DATA EXTRACT ::
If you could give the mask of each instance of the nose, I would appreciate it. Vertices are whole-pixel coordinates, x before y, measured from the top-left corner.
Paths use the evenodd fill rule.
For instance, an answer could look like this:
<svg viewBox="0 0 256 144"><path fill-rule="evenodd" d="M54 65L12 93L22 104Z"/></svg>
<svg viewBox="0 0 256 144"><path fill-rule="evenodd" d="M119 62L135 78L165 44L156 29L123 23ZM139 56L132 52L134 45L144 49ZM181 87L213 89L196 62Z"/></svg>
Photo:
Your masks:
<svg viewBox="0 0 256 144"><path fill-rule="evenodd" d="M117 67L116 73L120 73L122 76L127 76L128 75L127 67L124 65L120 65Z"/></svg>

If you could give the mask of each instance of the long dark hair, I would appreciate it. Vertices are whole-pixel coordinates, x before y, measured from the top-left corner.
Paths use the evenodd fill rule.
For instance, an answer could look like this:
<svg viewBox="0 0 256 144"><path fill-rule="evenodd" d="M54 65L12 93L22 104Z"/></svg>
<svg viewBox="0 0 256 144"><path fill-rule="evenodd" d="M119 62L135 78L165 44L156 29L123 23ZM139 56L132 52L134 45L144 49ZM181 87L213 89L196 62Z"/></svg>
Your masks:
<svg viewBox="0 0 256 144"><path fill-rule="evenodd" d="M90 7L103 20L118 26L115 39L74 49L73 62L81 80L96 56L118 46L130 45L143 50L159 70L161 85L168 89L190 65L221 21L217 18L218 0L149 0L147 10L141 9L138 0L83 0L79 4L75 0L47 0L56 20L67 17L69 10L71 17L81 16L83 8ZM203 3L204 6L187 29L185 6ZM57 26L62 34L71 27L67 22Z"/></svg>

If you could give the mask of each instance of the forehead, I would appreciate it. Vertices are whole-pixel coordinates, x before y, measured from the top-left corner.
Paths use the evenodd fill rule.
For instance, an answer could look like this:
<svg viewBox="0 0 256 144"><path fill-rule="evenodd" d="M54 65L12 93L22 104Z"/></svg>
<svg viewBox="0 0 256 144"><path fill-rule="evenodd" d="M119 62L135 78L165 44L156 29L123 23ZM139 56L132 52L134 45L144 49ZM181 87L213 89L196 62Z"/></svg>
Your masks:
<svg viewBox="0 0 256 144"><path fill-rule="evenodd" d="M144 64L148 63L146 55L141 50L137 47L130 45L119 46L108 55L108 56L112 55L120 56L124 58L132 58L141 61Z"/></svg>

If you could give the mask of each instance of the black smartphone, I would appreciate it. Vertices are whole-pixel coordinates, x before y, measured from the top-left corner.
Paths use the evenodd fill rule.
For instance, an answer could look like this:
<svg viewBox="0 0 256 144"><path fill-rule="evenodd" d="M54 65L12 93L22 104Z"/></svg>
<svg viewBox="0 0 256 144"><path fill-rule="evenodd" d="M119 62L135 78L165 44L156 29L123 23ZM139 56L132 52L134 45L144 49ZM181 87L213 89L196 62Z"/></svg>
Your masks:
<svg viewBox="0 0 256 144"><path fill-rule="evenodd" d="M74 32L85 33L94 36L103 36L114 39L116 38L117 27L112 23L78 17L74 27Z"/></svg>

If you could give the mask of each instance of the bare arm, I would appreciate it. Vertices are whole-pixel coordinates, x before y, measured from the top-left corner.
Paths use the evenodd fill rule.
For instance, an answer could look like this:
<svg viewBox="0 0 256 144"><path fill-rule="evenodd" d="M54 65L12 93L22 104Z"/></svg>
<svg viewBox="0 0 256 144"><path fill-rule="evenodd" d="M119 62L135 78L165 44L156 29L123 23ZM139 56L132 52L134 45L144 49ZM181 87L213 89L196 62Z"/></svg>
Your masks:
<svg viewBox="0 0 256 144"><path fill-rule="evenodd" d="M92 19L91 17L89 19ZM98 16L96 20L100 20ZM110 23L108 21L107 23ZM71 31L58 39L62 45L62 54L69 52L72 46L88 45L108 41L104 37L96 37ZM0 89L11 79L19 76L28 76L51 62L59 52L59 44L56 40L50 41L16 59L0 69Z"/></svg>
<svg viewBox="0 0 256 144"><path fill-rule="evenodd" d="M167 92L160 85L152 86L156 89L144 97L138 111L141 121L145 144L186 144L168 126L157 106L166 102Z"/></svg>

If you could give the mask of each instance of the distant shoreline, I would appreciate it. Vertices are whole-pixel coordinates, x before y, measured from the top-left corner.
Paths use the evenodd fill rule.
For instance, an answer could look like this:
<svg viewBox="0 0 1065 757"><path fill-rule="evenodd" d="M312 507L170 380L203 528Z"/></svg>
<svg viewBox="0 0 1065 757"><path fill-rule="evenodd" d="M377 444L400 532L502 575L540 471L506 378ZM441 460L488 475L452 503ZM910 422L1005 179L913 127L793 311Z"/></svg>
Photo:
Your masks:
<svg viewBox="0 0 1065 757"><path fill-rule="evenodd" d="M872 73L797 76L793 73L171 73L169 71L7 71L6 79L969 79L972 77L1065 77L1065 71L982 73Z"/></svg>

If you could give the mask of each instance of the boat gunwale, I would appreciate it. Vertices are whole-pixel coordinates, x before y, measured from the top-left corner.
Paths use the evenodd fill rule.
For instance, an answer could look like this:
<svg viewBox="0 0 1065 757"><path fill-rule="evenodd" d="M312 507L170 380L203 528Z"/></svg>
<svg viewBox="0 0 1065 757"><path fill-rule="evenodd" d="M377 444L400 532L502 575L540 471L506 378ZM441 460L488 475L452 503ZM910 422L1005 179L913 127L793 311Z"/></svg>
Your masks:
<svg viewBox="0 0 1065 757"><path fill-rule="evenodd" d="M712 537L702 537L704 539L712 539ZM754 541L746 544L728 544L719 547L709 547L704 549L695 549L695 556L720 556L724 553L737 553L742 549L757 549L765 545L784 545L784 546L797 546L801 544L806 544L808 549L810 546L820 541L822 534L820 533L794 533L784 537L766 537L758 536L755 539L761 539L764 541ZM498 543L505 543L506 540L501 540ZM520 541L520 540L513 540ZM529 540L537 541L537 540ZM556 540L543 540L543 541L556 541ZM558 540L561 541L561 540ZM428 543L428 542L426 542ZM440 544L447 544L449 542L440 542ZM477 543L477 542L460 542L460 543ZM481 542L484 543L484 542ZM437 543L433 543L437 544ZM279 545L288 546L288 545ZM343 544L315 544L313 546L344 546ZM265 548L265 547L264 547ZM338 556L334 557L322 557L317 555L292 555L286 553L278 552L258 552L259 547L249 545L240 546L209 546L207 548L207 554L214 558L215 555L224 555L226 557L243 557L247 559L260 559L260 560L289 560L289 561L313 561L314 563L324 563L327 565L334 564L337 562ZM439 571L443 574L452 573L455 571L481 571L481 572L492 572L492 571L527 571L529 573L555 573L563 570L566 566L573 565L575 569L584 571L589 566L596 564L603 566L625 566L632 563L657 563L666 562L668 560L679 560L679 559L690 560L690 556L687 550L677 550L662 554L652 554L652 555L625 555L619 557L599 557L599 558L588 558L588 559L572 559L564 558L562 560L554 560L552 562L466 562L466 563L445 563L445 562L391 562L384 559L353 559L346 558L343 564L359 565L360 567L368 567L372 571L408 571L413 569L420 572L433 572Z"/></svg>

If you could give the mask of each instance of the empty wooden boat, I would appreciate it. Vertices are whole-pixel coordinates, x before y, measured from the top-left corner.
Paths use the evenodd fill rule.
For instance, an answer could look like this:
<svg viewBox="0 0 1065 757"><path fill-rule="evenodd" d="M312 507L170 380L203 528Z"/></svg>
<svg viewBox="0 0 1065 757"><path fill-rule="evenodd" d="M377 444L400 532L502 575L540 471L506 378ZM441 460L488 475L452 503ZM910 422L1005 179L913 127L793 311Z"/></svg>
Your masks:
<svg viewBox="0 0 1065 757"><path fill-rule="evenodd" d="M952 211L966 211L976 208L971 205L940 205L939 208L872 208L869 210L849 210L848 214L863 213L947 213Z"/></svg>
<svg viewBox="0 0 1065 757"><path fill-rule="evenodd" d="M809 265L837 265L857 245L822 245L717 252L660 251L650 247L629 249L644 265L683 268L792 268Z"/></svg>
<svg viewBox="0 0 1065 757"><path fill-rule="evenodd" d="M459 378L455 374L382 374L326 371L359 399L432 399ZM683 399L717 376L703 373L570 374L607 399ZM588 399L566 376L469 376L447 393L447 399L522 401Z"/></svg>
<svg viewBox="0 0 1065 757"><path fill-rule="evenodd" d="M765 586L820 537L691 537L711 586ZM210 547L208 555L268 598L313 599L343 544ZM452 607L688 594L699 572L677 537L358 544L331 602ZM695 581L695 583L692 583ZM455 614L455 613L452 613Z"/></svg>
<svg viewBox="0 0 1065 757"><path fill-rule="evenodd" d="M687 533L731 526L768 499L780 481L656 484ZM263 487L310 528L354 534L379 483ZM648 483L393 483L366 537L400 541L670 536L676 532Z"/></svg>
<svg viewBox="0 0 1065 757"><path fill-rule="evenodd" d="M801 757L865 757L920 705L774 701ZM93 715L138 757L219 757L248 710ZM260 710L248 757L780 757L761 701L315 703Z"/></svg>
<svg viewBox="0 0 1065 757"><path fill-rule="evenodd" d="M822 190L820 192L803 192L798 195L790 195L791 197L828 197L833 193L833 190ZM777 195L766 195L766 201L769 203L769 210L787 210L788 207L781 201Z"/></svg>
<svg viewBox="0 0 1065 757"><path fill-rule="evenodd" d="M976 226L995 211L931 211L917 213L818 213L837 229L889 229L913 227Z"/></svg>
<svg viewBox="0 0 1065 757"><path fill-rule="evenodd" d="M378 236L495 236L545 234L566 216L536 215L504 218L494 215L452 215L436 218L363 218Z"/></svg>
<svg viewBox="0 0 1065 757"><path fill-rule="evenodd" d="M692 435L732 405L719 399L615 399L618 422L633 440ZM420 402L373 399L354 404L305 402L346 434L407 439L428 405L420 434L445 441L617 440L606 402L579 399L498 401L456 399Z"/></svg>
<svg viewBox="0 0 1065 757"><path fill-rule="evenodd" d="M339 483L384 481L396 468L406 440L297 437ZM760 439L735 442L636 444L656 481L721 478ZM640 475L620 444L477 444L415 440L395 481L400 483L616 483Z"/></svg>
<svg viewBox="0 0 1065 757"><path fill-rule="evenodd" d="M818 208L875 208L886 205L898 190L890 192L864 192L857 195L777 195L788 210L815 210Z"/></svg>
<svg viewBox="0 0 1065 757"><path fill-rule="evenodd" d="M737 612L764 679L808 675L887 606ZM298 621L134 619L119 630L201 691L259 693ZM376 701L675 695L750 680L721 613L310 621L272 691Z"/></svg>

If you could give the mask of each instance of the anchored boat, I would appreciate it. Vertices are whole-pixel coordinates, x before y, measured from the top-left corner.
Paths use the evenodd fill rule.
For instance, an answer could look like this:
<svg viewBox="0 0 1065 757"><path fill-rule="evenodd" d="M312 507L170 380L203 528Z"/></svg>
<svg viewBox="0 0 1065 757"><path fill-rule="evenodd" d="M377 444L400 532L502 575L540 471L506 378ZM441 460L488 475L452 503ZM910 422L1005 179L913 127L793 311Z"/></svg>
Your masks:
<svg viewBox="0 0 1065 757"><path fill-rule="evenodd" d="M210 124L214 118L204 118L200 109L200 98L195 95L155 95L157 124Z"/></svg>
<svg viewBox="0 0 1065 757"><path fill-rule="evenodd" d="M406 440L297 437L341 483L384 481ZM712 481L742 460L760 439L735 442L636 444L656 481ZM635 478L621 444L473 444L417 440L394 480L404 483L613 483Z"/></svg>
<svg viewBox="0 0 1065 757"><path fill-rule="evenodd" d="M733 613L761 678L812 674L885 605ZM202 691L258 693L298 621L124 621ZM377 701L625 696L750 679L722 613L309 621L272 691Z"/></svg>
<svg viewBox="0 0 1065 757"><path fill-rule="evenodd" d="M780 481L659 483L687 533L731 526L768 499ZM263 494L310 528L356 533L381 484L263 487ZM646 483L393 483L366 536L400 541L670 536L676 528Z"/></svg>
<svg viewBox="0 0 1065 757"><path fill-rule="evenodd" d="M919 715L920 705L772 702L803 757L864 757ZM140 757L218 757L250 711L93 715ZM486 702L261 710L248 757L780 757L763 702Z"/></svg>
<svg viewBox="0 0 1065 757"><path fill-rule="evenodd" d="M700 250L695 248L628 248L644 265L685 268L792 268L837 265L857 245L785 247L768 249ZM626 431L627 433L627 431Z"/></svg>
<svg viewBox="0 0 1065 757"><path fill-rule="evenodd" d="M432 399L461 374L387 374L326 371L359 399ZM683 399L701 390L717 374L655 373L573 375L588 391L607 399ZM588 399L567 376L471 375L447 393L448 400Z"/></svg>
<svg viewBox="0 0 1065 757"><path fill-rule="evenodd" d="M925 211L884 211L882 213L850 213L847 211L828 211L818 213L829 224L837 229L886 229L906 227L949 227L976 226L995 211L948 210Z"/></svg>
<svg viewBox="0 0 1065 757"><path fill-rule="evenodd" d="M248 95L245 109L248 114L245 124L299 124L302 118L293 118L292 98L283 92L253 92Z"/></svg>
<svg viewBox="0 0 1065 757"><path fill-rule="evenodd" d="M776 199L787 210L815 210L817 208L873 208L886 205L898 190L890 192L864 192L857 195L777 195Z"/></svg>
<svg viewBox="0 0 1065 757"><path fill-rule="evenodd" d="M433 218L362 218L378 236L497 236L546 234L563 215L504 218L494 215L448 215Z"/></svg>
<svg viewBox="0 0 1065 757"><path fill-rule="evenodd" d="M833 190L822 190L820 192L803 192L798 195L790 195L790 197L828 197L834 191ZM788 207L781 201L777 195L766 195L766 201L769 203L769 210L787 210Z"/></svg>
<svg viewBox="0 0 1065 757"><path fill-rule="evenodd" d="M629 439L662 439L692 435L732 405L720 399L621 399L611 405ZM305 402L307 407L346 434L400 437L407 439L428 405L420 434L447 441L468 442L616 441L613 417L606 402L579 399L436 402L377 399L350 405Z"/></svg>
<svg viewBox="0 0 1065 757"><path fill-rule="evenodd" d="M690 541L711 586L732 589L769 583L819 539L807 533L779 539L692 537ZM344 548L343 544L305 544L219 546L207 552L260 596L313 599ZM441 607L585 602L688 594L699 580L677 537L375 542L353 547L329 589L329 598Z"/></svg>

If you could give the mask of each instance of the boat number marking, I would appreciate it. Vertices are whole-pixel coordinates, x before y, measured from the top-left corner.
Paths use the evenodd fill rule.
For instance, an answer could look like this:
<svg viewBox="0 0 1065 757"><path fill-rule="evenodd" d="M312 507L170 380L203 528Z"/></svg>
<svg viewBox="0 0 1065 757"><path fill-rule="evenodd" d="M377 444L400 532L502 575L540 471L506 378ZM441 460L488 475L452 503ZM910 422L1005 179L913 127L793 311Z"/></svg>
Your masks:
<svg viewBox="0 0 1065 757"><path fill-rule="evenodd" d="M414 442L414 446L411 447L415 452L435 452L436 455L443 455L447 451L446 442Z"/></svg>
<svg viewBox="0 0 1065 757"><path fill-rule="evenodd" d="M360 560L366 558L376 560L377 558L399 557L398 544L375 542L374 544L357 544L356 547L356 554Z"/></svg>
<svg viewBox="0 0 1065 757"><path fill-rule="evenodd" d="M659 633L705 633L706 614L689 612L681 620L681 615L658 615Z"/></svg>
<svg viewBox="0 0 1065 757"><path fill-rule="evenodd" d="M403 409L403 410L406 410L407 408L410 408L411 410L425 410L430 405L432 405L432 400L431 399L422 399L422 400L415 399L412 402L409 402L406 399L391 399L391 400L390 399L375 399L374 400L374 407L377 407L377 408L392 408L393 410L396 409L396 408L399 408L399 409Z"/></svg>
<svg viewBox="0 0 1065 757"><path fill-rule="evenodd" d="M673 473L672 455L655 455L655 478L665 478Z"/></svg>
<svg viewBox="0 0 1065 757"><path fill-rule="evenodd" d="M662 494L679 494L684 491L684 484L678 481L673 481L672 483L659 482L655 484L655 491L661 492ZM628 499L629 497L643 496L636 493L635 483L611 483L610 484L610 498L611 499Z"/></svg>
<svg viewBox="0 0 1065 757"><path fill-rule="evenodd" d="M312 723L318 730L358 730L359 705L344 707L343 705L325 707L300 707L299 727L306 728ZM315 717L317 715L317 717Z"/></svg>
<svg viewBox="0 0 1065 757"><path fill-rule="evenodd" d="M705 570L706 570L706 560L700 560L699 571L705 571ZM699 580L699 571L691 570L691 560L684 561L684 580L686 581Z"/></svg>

TASK TO COMPLETE ::
Could you reproduce, character for character, the lines starting at the one that contains "of the long" and stopping after the one that contains "7L103 20L118 26L115", with both of those lines included?

ANSWER FOR THE TASK ::
If you could give the mask of each instance of the long dark hair, I would appreciate it. Vertices are whole-pixel coordinates, x before y, measured from the top-left corner.
Paths use the evenodd fill rule.
For instance, an answer could look like this:
<svg viewBox="0 0 256 144"><path fill-rule="evenodd" d="M54 65L12 93L22 104Z"/></svg>
<svg viewBox="0 0 256 144"><path fill-rule="evenodd" d="M119 62L135 78L165 44L156 29L123 23ZM139 56L132 52L134 45L144 49ZM181 87L213 89L196 62Z"/></svg>
Your masks:
<svg viewBox="0 0 256 144"><path fill-rule="evenodd" d="M90 7L103 20L118 26L115 39L74 49L73 62L81 80L96 56L118 46L130 45L143 50L159 70L161 85L168 89L190 65L221 21L217 18L218 0L149 0L147 10L141 9L138 0L83 0L79 4L75 0L47 0L56 20L67 17L69 10L71 17L81 16L83 8ZM203 3L204 6L187 29L185 6ZM57 26L62 34L71 27L67 22Z"/></svg>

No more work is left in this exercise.